> [Items from a data source]

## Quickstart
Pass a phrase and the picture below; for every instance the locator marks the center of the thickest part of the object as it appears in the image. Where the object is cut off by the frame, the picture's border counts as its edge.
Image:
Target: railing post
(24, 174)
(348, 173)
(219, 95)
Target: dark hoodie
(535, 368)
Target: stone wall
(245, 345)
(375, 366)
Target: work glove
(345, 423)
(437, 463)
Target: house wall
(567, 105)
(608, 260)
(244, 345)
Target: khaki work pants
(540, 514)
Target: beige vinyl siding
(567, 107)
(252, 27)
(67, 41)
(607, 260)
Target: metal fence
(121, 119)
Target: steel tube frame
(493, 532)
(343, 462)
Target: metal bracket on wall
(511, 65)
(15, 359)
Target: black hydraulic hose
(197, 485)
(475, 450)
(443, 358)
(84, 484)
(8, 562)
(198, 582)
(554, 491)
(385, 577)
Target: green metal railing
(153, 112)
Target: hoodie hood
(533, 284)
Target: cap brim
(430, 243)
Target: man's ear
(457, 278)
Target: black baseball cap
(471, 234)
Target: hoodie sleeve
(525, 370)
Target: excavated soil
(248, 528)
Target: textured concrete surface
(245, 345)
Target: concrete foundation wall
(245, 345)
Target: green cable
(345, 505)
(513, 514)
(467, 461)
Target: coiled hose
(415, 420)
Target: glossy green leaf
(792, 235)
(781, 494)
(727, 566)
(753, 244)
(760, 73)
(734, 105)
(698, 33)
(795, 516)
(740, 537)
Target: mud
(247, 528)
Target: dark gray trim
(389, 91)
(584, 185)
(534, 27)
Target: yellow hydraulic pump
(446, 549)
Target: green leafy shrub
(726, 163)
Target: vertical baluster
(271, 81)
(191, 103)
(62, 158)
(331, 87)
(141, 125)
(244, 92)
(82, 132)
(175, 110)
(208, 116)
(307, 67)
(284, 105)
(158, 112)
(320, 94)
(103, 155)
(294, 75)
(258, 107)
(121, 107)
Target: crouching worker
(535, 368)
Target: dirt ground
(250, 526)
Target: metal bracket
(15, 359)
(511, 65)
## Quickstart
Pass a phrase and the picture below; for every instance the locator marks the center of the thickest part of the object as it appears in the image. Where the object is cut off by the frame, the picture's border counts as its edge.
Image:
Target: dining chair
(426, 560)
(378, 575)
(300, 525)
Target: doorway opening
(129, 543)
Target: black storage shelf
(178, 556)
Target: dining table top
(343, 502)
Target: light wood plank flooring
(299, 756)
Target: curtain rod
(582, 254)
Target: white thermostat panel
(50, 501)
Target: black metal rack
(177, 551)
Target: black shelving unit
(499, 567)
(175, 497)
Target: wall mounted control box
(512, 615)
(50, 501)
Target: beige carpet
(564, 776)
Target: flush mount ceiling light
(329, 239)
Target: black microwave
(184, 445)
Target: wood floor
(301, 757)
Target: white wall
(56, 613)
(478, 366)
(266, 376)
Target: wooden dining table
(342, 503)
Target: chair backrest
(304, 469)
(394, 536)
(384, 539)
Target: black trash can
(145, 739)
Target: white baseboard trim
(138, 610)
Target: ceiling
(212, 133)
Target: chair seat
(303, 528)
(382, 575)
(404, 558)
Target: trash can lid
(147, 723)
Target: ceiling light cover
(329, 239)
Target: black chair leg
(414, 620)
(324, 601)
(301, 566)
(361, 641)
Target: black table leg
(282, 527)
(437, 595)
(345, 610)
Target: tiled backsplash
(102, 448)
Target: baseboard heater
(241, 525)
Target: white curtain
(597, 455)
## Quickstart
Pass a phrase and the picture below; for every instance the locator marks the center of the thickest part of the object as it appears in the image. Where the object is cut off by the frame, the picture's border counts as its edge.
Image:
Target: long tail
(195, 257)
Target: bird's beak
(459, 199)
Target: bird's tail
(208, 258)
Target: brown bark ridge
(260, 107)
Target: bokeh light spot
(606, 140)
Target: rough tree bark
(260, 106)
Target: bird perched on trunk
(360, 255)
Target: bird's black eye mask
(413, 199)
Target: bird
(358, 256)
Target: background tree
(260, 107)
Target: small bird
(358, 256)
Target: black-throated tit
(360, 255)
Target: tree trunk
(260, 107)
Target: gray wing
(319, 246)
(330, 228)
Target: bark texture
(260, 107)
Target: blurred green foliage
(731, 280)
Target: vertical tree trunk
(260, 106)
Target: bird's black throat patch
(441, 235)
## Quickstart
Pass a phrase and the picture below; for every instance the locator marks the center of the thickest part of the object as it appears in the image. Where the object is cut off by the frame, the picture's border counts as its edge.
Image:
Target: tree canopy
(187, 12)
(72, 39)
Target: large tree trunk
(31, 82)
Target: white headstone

> [To do] Please retype the data above exactly, including every line.

> [Expected answer]
## Quickstart
Pass a phrase and the picture below; for every instance the locator marks the center of the thickest part of the object as it appears in the image. Where the object is cut off by the frame, the picture's border counts as its edge.
Image:
Target: railing post
(24, 174)
(348, 173)
(219, 95)
Target: dark hoodie
(535, 368)
Target: stone wall
(245, 345)
(375, 366)
Target: work glove
(345, 423)
(437, 463)
Target: house wall
(567, 105)
(608, 260)
(244, 345)
Target: khaki work pants
(540, 514)
Target: beige vinyl siding
(567, 107)
(252, 27)
(67, 41)
(607, 260)
Target: metal fence
(121, 119)
Target: steel tube frame
(493, 532)
(343, 462)
Target: metal bracket on wall
(511, 65)
(15, 359)
Target: black hydraulic hose
(197, 485)
(475, 450)
(443, 358)
(84, 484)
(8, 562)
(198, 582)
(554, 491)
(385, 577)
Target: green metal railing
(153, 112)
Target: hoodie hood
(533, 284)
Target: cap brim
(430, 243)
Target: man's ear
(457, 278)
Target: black baseball cap
(471, 234)
Target: hoodie sleeve
(525, 370)
Target: excavated soil
(248, 528)
Target: textured concrete surface
(245, 345)
Target: concrete foundation wall
(245, 345)
Target: green cable
(345, 505)
(513, 514)
(467, 461)
Target: coiled hose
(415, 420)
Target: glossy green leaf
(792, 235)
(781, 494)
(727, 566)
(753, 244)
(760, 73)
(734, 105)
(698, 33)
(795, 516)
(740, 537)
Target: mud
(247, 528)
Target: dark gray trim
(389, 91)
(584, 185)
(534, 27)
Target: yellow hydraulic pump
(446, 549)
Target: green leafy shrub
(726, 163)
Target: vertical baluster
(271, 81)
(191, 103)
(62, 158)
(331, 87)
(141, 125)
(244, 92)
(82, 132)
(175, 110)
(208, 116)
(307, 67)
(284, 105)
(158, 112)
(320, 94)
(103, 155)
(294, 75)
(258, 107)
(121, 107)
Target: crouching worker
(535, 368)
Target: dirt ground
(250, 526)
Target: metal bracket
(15, 359)
(511, 65)
## Quickstart
Pass a phrase and the picture below; for every instance the locator marks the center of the thickest part of the object as it appears in the image. Where the object is cut off by the frame, the picture's border counts as its edge.
Image:
Target: dining chair
(426, 560)
(378, 575)
(300, 525)
Target: doorway opening
(129, 543)
Target: black storage shelf
(178, 556)
Target: dining table top
(343, 502)
Target: light wood plank flooring
(299, 756)
Target: curtain rod
(582, 254)
Target: white thermostat panel
(50, 501)
Target: black metal rack
(177, 551)
Target: black shelving unit
(499, 567)
(175, 497)
Target: wall mounted control box
(512, 615)
(50, 501)
Target: beige carpet
(564, 776)
Target: flush mount ceiling light
(329, 239)
Target: black microwave
(184, 445)
Target: wood floor
(301, 757)
Target: white wall
(56, 613)
(478, 366)
(266, 376)
Target: wooden dining table
(342, 503)
Target: chair backrest
(304, 469)
(394, 536)
(384, 539)
Target: black trash can
(145, 739)
Target: white baseboard trim
(138, 610)
Target: ceiling
(212, 133)
Target: chair seat
(303, 528)
(382, 575)
(404, 558)
Target: trash can lid
(147, 723)
Target: ceiling light cover
(329, 239)
Target: black chair leg
(414, 620)
(324, 601)
(301, 566)
(361, 641)
Target: black table leg
(282, 527)
(437, 595)
(345, 610)
Target: tiled backsplash
(102, 448)
Target: baseboard heater
(241, 525)
Target: white curtain
(597, 455)
## Quickstart
Pass a phrase and the picture below; for every instance the locator marks the center of the thickest part of the object as it appears in the image. Where the object is cut off by the frame, the picture's border counts as its edge.
Image:
Target: long tail
(195, 257)
Target: bird's beak
(459, 199)
Target: bird's tail
(208, 258)
Target: brown bark ridge
(260, 107)
Target: bokeh light spot
(606, 140)
Target: rough tree bark
(260, 106)
Target: bird perched on trunk
(360, 255)
Target: bird's black eye mask
(413, 199)
Target: bird
(358, 256)
Target: background tree
(260, 107)
Target: small bird
(358, 256)
Target: black-throated tit
(360, 255)
Target: tree trunk
(260, 107)
Target: gray wing
(319, 246)
(330, 228)
Target: bark texture
(260, 107)
Target: blurred green foliage
(731, 280)
Target: vertical tree trunk
(260, 106)
Target: bird's black throat patch
(441, 235)
## Quickstart
Pass a phrase and the picture below; for every instance the locator marks the center of the thickest part of the object as it appears in the image. Where the object is cut off by the frame, the picture's border counts as its edge.
Image:
Target: tree canopy
(187, 12)
(72, 39)
Target: large tree trunk
(31, 82)
Target: white headstone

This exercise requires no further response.